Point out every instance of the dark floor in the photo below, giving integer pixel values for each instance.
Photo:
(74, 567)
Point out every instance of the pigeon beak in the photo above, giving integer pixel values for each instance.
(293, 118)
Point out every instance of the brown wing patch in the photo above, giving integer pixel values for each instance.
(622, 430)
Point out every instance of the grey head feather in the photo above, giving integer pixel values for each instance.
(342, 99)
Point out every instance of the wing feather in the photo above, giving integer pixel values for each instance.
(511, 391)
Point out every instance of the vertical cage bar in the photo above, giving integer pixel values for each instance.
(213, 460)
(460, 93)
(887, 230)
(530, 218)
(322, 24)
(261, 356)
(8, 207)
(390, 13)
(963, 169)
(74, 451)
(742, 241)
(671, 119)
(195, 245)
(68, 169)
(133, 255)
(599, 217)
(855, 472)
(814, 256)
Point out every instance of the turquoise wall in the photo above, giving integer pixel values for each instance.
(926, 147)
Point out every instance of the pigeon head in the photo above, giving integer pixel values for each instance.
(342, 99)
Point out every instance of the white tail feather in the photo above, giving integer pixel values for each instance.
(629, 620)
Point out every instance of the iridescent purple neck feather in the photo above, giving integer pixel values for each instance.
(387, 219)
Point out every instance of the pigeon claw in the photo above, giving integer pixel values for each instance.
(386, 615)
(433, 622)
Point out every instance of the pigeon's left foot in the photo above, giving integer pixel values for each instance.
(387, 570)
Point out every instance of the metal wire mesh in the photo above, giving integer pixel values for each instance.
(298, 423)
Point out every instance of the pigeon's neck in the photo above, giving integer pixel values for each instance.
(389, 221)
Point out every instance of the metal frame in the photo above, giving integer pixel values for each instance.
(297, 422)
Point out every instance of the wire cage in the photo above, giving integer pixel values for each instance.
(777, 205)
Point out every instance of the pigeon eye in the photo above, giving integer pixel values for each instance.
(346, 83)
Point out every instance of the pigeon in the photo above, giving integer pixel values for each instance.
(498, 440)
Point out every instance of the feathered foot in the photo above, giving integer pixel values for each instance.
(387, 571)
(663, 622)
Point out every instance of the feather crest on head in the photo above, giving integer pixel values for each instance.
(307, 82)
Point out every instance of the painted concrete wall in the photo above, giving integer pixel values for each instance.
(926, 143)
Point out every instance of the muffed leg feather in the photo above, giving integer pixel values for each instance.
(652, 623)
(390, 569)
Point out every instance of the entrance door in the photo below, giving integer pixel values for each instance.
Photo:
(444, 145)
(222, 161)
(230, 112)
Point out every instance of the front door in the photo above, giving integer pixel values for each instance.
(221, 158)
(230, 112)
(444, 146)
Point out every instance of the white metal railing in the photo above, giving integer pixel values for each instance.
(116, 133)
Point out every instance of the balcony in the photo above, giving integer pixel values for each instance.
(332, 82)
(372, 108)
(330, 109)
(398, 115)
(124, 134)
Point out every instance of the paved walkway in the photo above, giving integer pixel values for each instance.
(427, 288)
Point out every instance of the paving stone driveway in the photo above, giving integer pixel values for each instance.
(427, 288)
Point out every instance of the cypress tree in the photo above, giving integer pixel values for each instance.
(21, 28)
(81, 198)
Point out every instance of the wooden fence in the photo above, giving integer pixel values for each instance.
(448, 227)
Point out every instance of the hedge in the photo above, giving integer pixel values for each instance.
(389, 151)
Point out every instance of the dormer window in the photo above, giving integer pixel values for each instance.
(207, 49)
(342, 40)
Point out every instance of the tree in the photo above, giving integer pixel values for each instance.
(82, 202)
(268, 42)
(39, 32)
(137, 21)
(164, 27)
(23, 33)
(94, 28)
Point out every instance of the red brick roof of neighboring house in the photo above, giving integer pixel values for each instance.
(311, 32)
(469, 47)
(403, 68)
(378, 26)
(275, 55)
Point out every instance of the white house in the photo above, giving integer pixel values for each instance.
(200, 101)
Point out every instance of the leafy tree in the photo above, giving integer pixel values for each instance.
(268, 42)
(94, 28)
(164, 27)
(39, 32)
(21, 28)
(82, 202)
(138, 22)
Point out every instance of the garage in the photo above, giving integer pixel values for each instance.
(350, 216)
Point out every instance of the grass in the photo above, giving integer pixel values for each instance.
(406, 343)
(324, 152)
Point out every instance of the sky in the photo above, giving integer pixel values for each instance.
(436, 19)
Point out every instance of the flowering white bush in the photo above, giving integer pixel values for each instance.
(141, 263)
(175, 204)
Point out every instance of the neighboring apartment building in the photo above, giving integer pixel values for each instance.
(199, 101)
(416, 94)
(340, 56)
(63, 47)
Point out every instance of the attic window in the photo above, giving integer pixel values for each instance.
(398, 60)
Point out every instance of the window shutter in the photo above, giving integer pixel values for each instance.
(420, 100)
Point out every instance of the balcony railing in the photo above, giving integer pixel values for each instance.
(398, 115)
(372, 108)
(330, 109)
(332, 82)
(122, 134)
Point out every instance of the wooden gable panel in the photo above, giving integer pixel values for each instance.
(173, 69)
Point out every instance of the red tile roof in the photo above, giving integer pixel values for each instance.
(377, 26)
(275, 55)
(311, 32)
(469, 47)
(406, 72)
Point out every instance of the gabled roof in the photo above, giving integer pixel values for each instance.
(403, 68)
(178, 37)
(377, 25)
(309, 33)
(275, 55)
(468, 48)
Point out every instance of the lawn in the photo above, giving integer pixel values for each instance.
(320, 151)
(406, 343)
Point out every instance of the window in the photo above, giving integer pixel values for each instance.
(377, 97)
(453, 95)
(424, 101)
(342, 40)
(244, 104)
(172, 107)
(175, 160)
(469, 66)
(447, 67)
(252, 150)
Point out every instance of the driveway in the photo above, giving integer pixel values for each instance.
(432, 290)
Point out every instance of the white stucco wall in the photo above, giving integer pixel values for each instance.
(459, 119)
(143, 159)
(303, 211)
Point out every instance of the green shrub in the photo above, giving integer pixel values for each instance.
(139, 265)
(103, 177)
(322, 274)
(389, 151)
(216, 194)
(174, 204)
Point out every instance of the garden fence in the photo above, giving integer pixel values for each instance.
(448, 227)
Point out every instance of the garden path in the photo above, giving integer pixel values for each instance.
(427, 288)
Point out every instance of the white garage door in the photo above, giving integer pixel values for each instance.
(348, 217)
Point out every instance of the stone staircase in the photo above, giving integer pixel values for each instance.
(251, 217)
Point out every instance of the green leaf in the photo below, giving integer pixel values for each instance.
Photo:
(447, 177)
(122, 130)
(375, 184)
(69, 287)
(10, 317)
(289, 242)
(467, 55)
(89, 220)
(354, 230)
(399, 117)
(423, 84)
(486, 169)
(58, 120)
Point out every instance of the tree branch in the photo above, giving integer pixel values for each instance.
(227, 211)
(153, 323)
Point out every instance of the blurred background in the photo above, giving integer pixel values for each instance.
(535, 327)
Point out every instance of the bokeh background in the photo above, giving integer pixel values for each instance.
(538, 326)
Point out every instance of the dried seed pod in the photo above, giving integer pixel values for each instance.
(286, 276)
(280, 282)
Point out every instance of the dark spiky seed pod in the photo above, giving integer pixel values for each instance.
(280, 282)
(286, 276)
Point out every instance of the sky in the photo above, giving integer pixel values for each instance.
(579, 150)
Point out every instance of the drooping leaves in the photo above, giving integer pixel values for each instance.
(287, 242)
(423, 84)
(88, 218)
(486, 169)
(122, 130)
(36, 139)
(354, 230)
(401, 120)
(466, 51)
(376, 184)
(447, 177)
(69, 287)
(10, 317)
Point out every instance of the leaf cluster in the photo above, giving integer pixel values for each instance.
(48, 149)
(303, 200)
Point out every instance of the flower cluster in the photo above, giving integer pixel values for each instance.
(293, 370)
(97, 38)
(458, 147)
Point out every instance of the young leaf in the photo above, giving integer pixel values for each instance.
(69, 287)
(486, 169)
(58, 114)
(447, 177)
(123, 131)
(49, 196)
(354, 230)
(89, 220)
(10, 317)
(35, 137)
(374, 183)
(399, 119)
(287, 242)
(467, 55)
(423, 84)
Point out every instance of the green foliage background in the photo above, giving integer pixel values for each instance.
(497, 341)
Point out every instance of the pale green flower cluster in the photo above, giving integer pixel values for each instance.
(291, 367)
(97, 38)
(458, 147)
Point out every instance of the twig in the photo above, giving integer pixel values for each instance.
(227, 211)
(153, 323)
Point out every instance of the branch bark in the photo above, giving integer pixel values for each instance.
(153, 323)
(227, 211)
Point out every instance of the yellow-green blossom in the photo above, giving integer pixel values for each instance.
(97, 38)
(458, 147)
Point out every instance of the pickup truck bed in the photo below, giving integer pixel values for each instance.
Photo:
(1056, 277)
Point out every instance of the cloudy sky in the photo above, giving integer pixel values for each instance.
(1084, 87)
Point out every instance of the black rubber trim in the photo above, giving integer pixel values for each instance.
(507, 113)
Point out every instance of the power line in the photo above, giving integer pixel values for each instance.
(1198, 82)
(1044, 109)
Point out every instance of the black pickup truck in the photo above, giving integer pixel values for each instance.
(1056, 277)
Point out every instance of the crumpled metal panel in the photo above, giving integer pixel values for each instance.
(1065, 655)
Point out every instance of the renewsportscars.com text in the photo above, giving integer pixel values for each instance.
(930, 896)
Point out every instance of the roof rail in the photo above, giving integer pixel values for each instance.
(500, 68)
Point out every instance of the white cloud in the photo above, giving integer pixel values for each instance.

-.-.-

▶ REQUIRED TASK
Quote verbatim the line containing "Point out every instance of the crumpled" and every line after it through the end of the records above.

▶ ANSWER TO THIS EXERCISE
Point out every instance of the crumpled metal panel in the photo above, giving integer pixel values for each instance.
(1065, 655)
Point out every instance of the renewsportscars.com text in the photo above, giving integer pixel values for each instance.
(930, 896)
Point out every instance of the roof rail in the photo above, giving integer pixel values for each instance.
(500, 68)
Point out every instance of the white cloud in the photo above, giving integer pixel values for each instance.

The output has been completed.